__Consegna A__: Indica se le affermazioni (i), (ii) e (iii) concordano con il brano sulla creatività nelle organizzazioni: (i) la trilogia di Schumpeter comprende invenzione, applicazione e diffusione; (ii) la creatività trova applicazione solo nella fase iniziale del processo di innovazione; (iii) oggi si ritiene di dover competere sul piano della diversità. Per ciascuna rispondi sì o no, citando alla lettera le parole decisive del brano.
__Consegna B__: Individua, per favore, ogni riga delle voci che contiene la stringa "dark" e copiala. Maiuscole e minuscole contano.

__Brano scelto__:
☆ ☆ ☆ ☆ ☆ ☆ ☆

In un mercato che progredisce a velocità sempre maggiore, resta ovviamente in competizione chi riesce a fornire valori aggiunti sempre più numerosi e nuovi: dopo decenni in cui ci si è misurati sul piano dell’efficienza, oggi ci si rende conto di dover competere sul piano della “diversità”, sviluppando quanto più possibile le capacità creative.

Esistono diversi possibili approcci all’uso della creatività all’interno delle organizzazioni aziendali. Vedremo più avanti nel dettaglio il modello applicabile all’interno delle organizzazioni per coordinare tutte quelle attività che scaturiscono dalla volontà di dare attuazione a un piano destinato a migliorare la reattività creativa dell’azienda. Per ora sarà utile, e sufficiente, al fine di delineare l’essenza del ragionamento sul pensiero creativo, formalizzare il percorso completo della creatività e dell’innovazione secondo uno schema che, ampliando la nota trilogia esposta da Schumpeter nel citato Teoria dello sviluppo economico (Invenzione-Applicazione a un prodotto o processo-Diffusione), si configura in questo modo:

  • Generazione dell’idea.
  • Invenzione.
  • Sviluppo della applicazione.
  • Diffusione.
  • Prodotto.

 

La creatività come fonte di nuove idee occupa il punto iniziale della catena di eventi così come delineata da Schumpeter. Possiamo tuttavia essere altrettanto creativi nel lanciare un prodotto comportandoci da bravi tecnici di marketing: le idee che generiamo serviranno a presentare il nostro prodotto in maniera efficace e a comunicare in modo convincente il nostro messaggio. Allo stesso modo si può essere creativi nel centro ricerche di una industria, dove le nuove idee saranno investite su un prodotto già consolidato.

La creatività, intesa come meccanismo mentale, può cioè trovare applicazione in ogni fase del processo di invenzione e innovazione macroeconomico e tecnologico, così come rappresentato dagli economisti.

Prima di affrontare la creatività all’interno delle organizzazioni nei suoi risvolti teorici e metodologici, sarà utile cercare di indagare cosa intendiamo con questo termine.

☆ ☆ ☆ ☆ ☆ ☆ ☆

__Voci di annotazione con coordinate__:
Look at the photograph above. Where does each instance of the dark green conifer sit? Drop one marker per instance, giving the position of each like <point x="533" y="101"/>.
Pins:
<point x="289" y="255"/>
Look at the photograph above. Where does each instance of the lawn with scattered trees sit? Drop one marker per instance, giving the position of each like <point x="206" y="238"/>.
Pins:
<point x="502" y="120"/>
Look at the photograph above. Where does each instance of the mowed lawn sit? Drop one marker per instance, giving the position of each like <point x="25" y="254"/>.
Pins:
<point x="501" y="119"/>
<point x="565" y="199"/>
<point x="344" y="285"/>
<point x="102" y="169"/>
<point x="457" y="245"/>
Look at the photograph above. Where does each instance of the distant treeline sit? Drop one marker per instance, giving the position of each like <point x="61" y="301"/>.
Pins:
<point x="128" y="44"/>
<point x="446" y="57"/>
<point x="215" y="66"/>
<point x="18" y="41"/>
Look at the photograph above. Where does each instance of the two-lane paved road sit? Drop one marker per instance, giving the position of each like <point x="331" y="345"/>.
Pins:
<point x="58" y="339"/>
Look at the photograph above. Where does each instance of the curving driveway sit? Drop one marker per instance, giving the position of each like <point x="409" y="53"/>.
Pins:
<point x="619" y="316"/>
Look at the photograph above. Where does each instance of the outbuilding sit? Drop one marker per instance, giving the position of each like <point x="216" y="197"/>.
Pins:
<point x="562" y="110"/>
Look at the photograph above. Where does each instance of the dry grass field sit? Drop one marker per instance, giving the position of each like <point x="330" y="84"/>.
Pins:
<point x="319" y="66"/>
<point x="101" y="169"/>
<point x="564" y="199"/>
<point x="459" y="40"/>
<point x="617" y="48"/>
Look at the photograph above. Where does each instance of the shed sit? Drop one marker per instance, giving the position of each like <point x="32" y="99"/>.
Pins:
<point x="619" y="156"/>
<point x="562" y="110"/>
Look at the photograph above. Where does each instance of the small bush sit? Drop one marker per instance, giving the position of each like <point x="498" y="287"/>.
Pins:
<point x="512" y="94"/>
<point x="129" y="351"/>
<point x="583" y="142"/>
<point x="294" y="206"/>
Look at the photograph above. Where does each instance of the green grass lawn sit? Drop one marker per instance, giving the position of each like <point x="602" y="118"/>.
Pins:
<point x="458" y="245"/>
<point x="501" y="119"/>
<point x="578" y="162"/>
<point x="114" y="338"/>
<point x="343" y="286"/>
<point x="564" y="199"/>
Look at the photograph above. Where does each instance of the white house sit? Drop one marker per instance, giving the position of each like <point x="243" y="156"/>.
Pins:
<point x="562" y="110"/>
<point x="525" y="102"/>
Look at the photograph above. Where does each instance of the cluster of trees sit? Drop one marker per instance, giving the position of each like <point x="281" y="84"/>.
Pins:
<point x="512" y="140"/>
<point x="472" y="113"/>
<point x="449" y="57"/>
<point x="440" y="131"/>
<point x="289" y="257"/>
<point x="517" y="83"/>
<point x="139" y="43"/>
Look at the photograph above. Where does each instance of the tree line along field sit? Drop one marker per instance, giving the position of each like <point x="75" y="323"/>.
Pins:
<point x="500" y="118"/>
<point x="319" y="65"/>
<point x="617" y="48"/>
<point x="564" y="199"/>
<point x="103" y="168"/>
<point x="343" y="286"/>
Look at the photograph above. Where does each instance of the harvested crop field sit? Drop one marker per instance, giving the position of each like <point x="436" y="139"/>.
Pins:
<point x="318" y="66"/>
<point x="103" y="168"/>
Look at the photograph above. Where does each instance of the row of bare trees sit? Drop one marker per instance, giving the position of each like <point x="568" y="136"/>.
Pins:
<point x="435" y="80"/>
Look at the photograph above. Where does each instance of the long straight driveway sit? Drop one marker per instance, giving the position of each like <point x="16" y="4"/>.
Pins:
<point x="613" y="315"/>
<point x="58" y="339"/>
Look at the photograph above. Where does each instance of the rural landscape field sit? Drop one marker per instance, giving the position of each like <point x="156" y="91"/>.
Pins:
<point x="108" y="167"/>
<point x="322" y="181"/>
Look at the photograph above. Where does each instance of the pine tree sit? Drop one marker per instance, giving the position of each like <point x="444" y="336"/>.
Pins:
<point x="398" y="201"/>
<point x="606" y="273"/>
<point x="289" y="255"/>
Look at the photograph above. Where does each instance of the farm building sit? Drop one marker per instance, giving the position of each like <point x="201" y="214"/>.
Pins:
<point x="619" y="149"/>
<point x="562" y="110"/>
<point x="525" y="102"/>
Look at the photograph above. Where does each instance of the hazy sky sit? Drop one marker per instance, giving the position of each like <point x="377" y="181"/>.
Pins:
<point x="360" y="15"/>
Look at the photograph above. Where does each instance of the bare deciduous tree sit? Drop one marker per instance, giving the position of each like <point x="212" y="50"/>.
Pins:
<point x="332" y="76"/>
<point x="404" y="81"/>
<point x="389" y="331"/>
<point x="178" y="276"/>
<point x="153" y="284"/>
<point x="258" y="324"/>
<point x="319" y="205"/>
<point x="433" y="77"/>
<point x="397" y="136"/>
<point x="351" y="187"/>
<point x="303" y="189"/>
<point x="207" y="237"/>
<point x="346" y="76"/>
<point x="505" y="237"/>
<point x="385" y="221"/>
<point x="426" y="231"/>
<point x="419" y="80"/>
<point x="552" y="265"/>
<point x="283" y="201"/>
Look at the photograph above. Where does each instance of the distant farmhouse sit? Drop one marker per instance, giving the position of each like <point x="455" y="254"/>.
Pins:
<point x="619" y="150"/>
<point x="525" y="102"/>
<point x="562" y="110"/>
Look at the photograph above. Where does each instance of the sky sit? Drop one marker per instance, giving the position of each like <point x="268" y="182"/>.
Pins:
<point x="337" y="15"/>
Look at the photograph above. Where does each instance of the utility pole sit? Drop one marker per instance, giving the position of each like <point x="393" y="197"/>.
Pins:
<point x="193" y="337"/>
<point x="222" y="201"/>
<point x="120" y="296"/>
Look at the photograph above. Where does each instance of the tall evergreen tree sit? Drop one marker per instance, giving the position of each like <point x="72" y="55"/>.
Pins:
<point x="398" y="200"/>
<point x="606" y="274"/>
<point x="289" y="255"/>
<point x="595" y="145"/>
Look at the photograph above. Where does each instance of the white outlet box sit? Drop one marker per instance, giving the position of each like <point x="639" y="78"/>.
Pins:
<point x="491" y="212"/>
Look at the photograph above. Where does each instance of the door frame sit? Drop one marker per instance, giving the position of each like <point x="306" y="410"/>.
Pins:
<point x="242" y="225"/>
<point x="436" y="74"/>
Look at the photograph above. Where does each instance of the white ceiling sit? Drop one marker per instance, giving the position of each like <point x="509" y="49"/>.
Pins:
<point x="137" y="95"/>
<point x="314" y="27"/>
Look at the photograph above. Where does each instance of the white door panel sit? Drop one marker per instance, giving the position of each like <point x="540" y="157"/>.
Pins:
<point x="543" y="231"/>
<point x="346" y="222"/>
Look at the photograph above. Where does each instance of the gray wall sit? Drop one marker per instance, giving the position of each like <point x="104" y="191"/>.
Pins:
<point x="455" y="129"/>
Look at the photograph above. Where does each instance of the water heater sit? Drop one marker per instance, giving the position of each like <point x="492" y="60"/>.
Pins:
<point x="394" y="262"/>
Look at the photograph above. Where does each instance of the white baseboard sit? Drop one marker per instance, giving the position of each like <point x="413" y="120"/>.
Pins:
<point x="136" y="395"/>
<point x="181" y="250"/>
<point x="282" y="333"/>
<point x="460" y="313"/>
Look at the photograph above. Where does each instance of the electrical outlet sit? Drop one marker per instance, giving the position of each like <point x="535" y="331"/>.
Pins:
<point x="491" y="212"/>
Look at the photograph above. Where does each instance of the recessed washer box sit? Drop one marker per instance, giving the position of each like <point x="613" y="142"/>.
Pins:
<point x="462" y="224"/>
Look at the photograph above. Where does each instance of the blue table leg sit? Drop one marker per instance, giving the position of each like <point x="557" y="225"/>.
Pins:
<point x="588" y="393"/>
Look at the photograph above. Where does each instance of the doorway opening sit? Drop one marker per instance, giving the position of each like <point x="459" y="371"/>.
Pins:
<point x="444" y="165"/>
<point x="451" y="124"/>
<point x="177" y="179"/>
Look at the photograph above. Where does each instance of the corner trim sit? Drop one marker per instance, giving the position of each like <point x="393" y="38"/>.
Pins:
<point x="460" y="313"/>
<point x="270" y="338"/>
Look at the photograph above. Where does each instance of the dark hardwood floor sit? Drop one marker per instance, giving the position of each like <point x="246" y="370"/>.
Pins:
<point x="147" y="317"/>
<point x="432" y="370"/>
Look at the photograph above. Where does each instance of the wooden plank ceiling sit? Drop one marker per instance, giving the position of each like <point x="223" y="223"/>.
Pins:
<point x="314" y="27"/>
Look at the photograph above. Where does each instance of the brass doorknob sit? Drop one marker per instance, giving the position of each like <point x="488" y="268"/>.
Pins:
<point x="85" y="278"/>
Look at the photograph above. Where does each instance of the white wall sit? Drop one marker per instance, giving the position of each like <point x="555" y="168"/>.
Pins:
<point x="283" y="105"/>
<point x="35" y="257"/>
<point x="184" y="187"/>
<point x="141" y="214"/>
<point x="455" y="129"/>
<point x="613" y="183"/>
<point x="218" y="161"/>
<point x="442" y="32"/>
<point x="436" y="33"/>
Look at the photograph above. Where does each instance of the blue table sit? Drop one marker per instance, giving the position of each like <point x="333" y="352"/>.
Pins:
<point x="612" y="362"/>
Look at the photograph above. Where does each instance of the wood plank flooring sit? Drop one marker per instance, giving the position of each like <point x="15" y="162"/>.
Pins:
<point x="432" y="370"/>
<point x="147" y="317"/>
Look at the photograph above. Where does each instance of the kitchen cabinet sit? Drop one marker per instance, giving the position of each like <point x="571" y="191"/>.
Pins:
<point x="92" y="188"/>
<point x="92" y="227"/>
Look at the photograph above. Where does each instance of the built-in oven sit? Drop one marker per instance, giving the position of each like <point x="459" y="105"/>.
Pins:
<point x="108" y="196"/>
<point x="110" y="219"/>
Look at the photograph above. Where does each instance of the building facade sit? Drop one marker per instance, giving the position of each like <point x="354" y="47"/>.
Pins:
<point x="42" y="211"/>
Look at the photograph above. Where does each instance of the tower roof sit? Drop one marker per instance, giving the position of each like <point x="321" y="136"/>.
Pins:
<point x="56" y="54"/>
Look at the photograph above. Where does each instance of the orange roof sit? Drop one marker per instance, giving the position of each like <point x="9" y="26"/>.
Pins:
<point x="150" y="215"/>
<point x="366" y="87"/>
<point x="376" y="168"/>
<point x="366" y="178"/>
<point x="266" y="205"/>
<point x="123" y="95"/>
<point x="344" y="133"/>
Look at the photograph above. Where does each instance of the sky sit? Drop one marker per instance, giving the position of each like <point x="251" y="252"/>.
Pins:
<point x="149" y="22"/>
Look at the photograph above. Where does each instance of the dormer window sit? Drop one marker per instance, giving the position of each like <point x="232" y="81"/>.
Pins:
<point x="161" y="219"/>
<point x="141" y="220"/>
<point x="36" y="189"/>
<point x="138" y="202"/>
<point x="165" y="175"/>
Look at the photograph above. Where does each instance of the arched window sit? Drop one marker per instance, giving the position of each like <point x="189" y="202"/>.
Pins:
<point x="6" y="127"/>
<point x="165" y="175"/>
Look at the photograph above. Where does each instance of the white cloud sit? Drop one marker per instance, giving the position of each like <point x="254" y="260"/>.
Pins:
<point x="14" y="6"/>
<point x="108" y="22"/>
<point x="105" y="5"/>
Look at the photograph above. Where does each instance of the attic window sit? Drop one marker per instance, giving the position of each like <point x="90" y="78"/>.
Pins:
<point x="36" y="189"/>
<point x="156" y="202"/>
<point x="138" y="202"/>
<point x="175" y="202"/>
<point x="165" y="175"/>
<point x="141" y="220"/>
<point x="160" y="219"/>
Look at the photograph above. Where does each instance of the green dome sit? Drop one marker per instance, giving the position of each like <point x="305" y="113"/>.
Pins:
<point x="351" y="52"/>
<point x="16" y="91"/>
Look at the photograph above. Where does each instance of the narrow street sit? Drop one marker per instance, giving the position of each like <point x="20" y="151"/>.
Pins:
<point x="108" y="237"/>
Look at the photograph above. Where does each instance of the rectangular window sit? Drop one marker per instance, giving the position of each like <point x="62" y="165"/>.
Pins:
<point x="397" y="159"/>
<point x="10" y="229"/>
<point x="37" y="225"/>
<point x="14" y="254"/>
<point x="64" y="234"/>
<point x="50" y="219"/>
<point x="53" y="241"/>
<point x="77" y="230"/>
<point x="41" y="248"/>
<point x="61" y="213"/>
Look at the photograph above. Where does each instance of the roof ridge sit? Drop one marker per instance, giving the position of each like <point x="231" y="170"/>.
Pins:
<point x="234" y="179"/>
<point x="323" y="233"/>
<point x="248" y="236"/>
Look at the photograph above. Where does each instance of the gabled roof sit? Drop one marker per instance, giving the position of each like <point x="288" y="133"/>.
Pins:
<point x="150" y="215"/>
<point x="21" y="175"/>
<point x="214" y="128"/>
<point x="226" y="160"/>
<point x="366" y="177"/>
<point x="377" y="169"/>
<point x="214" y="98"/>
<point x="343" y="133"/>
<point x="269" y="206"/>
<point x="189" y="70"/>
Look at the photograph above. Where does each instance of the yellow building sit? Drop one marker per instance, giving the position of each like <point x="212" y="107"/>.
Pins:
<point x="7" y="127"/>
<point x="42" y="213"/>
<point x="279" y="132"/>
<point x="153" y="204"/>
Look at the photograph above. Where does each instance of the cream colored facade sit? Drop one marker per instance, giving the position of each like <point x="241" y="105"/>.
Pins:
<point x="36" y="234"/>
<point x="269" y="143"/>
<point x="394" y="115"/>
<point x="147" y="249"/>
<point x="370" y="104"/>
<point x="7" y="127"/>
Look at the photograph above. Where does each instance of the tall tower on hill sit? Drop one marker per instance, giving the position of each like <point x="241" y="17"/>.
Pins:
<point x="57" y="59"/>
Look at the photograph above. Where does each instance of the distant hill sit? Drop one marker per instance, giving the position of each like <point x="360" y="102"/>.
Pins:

☆ ☆ ☆ ☆ ☆ ☆ ☆

__Risposta completa A__:
(i) Sì: «(Invenzione-Applicazione a un prodotto o processo-Diffusione)».
(ii) No: «può cioè trovare applicazione in ogni fase del processo di invenzione e innovazione macroeconomico e tecnologico».
(iii) Sì: «oggi ci si rende conto di dover competere sul piano della “diversità”».

__Risposta completa B__:
Look at the photograph above. Where does each instance of the dark green conifer sit? Drop one marker per instance, giving the position of each like <point x="533" y="101"/>.
Look at the photograph above. Where does each instance of the dark hardwood floor sit? Drop one marker per instance, giving the position of each like <point x="246" y="370"/>.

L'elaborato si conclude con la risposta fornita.